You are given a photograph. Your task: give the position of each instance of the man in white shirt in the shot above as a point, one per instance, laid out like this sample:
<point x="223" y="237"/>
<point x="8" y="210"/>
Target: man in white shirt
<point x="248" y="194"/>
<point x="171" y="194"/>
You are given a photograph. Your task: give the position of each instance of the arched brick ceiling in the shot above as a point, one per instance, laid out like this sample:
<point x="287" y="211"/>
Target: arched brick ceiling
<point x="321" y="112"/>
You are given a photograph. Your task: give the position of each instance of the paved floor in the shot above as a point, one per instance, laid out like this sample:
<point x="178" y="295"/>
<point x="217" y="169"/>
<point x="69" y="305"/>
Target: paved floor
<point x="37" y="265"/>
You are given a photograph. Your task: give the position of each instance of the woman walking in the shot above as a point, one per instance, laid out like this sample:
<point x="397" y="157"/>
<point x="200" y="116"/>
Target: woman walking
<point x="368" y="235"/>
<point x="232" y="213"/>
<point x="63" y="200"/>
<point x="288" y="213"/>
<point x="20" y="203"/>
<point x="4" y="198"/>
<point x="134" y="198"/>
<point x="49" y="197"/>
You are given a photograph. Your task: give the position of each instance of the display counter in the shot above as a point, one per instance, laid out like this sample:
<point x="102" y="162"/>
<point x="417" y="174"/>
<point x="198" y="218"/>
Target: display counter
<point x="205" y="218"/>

• • •

**Objective**
Could you reproduce each of the lines above, word for word and without any changes?

**The result**
You are given a photograph. Your task: give the position of each instance of the man in white shirt in the shot above as a point, one per instance, laid out like this sample:
<point x="223" y="237"/>
<point x="8" y="210"/>
Target: man in white shirt
<point x="248" y="194"/>
<point x="171" y="194"/>
You are given a photograph. Your task: give the position of each instance of the arched brick ceiling in the shot above as a point, one per instance, laid out like this sample:
<point x="287" y="211"/>
Target: arched brick ceiling
<point x="321" y="112"/>
You are given a photograph. Your task: give the position of each instance of the paved floor in the shot above as a point, one per instance, laid out like this sample:
<point x="178" y="295"/>
<point x="217" y="169"/>
<point x="69" y="305"/>
Target: paved floor
<point x="37" y="265"/>
You are given a photograph. Your task: give the position of each instance of the woman walking in the shot above as a point, one per instance, laid out like this sample:
<point x="397" y="157"/>
<point x="200" y="116"/>
Target: woman walking
<point x="368" y="235"/>
<point x="232" y="213"/>
<point x="63" y="200"/>
<point x="288" y="213"/>
<point x="20" y="203"/>
<point x="4" y="198"/>
<point x="134" y="198"/>
<point x="49" y="197"/>
You are given a photograph. Your task: give the position of each instance of the display counter in the shot above as a point, one per instance, laid out like this sample:
<point x="102" y="162"/>
<point x="417" y="174"/>
<point x="198" y="218"/>
Target: display counter
<point x="205" y="218"/>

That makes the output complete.